§ **Article**:
GT isn’t literally saying, “Help us, for the love of God, the Big 4 is just too powerful” but it’s close enough for us:

Mid-tier accounting firm Grant Thornton has described the current audit market as unsustainable and is calling for new rules to promote greater competition.
In a letter to the International Organization of Securities Commissions, the firm put together a four point plan aimed at increasing diversity in the concentrated audit industry.


The firm want regulators to require companies to disclose third party agreements that limit auditor choice, discourage companies and financial intermediaries from entering agreements containing restrictive clauses, and publish balanced findings of their inspections of individual audit firms.
The firm claims that in the event of a Big Four collapse, 20% of the 7200 largest businesses in the G20 would be left stranded without an auditor.

§ **Instructions**:
A) Reproduce the Grant Thornton passage word for word, starting with "Mid-tier accounting firm" and going on through "promote greater competition.".
B) Answer these questions from the Grant Thornton passage:
(i) To which organization did Grant Thornton send its letter?
(ii) How many points does the firm's plan contain?
(iii) According to the firm, what percentage of the 7200 largest businesses in the G20 would be left without an auditor if a Big Four firm collapsed?

§ **Extracted data**:
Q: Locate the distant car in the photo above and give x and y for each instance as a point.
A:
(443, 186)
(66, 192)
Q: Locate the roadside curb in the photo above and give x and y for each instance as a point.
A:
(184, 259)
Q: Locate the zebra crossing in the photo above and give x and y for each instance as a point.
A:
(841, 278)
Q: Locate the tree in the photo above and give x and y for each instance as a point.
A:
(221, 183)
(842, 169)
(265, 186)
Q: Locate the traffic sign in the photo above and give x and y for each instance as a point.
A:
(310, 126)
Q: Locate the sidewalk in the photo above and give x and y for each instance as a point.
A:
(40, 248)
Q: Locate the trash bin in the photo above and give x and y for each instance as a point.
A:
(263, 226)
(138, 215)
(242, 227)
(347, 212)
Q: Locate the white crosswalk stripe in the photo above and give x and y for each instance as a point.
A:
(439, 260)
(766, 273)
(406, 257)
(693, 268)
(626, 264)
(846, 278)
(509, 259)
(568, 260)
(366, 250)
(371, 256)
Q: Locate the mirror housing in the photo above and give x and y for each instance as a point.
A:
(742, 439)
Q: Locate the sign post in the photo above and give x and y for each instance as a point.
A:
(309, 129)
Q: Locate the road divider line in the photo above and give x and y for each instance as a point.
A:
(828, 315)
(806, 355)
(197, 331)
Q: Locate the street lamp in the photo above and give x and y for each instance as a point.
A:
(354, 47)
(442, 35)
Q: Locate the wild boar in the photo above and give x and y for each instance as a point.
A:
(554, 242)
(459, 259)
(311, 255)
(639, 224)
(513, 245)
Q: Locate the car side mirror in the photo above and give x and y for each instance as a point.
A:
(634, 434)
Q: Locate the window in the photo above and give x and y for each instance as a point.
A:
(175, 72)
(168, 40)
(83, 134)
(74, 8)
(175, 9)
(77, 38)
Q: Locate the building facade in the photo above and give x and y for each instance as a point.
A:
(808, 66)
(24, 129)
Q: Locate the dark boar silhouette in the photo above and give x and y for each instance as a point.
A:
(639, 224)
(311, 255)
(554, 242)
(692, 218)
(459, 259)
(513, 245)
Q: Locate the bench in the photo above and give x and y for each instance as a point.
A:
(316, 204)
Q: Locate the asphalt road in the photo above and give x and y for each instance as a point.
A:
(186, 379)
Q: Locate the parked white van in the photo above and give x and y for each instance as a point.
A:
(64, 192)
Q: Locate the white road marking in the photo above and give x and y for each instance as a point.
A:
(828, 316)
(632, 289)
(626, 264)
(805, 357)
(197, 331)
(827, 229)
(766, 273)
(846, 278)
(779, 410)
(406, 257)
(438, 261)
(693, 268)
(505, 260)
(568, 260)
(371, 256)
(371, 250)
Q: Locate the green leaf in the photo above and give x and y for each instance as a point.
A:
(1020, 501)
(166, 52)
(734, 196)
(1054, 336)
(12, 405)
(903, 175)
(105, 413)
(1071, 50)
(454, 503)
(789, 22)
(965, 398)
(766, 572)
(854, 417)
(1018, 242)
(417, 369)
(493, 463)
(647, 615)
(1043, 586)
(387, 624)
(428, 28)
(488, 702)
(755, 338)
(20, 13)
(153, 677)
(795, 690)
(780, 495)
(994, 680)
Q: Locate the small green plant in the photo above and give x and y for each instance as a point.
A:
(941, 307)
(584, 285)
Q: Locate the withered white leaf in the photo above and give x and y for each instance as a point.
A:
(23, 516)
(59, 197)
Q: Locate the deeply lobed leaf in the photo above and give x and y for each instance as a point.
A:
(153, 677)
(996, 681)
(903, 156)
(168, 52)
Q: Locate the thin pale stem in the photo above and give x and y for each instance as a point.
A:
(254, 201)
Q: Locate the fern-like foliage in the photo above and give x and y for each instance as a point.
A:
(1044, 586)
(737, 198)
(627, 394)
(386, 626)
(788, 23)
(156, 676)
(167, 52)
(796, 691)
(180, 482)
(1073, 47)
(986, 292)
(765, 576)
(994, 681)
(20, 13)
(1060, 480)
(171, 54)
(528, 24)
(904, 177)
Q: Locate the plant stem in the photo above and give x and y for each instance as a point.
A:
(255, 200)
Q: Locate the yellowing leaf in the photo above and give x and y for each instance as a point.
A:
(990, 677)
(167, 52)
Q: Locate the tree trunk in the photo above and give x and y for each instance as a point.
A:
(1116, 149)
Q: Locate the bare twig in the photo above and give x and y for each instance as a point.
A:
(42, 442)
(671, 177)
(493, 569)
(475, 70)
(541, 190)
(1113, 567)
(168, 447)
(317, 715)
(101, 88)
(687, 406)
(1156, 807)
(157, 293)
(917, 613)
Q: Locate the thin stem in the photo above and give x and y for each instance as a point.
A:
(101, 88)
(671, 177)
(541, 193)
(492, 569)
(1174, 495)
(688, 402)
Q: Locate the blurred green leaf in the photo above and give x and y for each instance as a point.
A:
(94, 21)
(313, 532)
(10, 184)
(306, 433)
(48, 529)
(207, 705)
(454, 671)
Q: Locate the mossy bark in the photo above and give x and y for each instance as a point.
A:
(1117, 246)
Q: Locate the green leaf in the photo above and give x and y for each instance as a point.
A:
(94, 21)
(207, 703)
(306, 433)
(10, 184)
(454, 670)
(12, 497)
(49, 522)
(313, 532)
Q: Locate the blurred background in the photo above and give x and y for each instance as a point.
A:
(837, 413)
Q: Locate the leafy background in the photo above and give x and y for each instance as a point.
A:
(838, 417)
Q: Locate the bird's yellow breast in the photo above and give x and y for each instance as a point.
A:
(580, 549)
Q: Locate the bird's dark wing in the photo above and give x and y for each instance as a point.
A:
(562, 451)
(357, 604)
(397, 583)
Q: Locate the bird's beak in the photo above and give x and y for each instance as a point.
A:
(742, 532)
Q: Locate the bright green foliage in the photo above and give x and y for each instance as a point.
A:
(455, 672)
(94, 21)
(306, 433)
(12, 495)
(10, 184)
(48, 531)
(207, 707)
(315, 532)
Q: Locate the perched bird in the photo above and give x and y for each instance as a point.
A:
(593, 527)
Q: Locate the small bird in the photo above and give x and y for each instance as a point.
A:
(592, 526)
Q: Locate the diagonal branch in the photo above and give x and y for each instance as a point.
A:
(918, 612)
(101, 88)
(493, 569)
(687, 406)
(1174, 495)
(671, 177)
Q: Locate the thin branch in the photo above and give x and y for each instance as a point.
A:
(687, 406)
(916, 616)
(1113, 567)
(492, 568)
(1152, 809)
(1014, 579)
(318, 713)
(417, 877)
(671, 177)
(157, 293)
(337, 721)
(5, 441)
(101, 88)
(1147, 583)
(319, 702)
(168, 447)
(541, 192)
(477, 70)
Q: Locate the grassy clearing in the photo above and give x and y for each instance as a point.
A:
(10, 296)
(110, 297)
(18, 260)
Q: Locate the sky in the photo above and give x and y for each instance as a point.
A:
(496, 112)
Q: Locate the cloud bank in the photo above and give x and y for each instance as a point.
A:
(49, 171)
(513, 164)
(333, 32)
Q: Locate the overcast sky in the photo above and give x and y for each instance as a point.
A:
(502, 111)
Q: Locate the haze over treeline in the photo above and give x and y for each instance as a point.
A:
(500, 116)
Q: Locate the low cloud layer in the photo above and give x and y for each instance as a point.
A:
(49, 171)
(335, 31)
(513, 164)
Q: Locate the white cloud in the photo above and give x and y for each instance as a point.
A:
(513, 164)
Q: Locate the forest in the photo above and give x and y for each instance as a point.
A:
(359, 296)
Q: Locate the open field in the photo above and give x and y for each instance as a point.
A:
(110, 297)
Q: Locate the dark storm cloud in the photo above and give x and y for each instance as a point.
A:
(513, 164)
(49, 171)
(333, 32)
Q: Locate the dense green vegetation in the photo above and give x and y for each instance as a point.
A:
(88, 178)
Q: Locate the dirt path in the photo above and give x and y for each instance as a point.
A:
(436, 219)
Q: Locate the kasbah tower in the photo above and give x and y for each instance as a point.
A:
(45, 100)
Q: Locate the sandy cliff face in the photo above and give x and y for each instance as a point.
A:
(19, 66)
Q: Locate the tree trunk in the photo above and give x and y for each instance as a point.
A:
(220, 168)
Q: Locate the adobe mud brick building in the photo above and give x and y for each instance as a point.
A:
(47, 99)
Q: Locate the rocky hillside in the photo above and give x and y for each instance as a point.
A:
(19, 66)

§ **Responses by task**:
A)
Mid-tier accounting firm Grant Thornton has described the current audit market as unsustainable and is calling for new rules to promote greater competition.

B)
(i) The International Organization of Securities Commissions.
(ii) Four.
(iii) 20%.